Todo mundo que tem filho em idade escolar lembra que antes da dengue outra febre foi soberana. E alguns devem também lembrar que antes de ser politicamente corrigido para enquadrar-se às regras norte-americanas e muito antes de atracar por essas plagas de habitantes tão desesperados por consumir vorazmente tudo o que é moda na terra de Tio Sam, um certo programa andou causando ataques epiléticos. Graças aos seus poderosíssimos estímulos áudio-visuais, durante a exibição de um de seus episódios, diversas crianças, em diversas partes da terra do sol nascente - origem de tão curiosa atração - sucumbiram, literalmente babando, à experiêcia.

Pois hoje descobri que sou o Pikachu, o bichinho elétrico protagonista de Pokémon. Não alcanço qualquer outra razão para explicar a freqüência assusadora com que alguém cai diante de mim debatendo-se absolutamente sem controle sobre os próprios movimentos. Quem já presenciou tal cena sabe que ela não é bonita. E quem tem um pouco de discernimento sabe que não causa qualquer prejuízo a não ser ao próprio doente. O meu desespero é porque não sou daquelas pessoas de iniciativa diante de uma emergência. Minha tendência é a paralisia e o grito. Sangue me apavora. Talvez tudo isso seja uma espécie de chance de aprimoramento, porque geralmente os incidentes que presencio envolvem situações de grande risco.

# [Dados fornecidos]
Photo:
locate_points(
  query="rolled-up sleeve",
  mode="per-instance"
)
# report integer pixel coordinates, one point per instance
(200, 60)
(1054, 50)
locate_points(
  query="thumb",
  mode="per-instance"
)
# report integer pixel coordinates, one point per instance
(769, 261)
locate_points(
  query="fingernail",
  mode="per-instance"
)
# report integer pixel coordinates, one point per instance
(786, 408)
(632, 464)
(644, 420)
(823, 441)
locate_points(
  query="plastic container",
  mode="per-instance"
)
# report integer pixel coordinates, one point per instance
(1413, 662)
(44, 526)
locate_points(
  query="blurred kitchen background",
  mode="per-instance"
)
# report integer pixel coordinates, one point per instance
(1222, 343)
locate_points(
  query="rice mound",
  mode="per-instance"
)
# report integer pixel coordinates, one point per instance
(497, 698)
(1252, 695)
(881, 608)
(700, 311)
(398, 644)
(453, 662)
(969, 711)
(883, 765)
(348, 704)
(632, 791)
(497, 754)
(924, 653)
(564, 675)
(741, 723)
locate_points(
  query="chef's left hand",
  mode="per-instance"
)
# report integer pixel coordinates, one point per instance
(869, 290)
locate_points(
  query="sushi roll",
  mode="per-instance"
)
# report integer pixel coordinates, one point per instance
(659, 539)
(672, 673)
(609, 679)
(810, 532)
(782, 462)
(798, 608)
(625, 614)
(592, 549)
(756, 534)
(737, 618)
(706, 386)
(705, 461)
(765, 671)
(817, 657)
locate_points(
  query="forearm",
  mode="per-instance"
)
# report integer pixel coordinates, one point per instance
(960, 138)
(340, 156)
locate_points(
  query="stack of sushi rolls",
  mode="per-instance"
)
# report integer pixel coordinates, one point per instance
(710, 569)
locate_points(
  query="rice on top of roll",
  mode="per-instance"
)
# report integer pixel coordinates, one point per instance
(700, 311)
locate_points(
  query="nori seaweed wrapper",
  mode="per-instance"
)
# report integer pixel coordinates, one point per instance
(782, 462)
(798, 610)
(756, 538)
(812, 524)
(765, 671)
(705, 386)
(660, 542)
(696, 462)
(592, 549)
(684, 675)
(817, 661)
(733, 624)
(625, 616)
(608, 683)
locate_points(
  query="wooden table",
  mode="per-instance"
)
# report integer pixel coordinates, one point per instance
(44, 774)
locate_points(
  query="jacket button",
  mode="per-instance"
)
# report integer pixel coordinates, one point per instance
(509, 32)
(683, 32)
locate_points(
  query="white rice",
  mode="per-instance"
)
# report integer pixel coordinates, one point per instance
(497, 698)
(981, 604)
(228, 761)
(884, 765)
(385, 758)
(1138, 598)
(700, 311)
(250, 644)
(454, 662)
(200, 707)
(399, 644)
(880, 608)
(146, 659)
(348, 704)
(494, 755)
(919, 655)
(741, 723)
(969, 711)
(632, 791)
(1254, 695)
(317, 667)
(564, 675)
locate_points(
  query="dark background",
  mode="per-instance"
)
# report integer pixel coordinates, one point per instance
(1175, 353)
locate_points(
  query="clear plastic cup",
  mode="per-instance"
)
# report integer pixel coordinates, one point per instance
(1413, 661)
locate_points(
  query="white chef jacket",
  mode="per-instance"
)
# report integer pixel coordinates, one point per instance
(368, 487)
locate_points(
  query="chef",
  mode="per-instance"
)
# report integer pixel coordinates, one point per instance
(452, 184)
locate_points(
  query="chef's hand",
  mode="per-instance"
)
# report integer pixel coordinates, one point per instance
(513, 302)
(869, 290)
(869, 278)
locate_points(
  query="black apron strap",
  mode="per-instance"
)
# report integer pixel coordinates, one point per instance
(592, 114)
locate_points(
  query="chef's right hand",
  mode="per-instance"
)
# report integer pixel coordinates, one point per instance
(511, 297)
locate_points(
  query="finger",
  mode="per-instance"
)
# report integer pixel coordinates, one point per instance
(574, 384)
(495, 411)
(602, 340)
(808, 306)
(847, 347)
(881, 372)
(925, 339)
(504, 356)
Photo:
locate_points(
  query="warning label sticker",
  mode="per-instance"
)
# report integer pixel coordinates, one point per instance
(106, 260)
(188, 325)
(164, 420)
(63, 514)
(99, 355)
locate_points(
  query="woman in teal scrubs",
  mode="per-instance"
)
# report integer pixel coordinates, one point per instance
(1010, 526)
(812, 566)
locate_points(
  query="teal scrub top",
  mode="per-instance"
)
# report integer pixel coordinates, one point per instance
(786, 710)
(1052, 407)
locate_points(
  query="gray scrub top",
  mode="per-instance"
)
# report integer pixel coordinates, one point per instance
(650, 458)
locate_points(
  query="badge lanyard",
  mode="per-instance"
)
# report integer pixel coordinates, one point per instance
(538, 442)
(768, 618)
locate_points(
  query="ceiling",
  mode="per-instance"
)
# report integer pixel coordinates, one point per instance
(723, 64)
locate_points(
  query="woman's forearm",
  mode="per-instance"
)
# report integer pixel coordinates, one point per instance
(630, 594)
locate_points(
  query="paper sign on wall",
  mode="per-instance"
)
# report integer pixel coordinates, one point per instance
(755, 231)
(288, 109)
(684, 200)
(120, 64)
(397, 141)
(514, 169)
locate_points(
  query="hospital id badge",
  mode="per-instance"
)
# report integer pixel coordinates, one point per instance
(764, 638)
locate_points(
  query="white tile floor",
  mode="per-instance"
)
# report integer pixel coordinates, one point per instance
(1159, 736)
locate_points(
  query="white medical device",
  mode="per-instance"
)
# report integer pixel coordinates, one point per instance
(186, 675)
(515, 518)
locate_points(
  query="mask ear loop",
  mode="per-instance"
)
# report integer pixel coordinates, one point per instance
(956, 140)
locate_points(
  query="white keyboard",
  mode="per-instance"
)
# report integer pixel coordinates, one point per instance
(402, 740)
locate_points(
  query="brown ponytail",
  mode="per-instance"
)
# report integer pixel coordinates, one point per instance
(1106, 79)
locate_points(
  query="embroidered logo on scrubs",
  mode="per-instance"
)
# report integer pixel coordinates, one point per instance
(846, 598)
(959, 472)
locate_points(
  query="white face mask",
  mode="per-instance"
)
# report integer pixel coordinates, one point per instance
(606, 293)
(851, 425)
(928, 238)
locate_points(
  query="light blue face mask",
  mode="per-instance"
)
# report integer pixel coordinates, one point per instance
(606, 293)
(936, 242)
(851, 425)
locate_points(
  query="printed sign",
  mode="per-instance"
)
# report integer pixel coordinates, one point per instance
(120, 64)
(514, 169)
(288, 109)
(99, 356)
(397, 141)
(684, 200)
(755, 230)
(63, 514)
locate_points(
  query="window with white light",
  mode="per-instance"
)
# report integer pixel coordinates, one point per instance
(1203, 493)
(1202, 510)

# [Questões propostas]
- a) Relacione todos os nomes próprios mencionados no texto sobre o Pikachu.
- b) Prossiga o texto sobre o Pikachu a partir de sua última frase.
Os itens formam um material à parte, sem relação com o texto.

# [Respostas]
- a) Tio Sam, Pikachu e Pokémon.

- b)
Numa dessas vezes, um homem caiu numa escada e, com os espasmos, batia fortemente a cabeça na quina de um dos degraus. Para ajudá-lo tive que engolir minha fobia, despertada com toda fúria pelo sangue que escorria de sua boca e de sua testa, já que ninguém mais se prontificou a fazê-lo. Os policiais que passavam e a quem pedi socorro deram de ombro e disseram trata-se de um bêbado conhecido na vizinhança. Mais medo que de sangue, só da polícia... Só sosseguei quando a ambulância dos bombeiros, que chamei de um orelhão próximo, finalmente chegou.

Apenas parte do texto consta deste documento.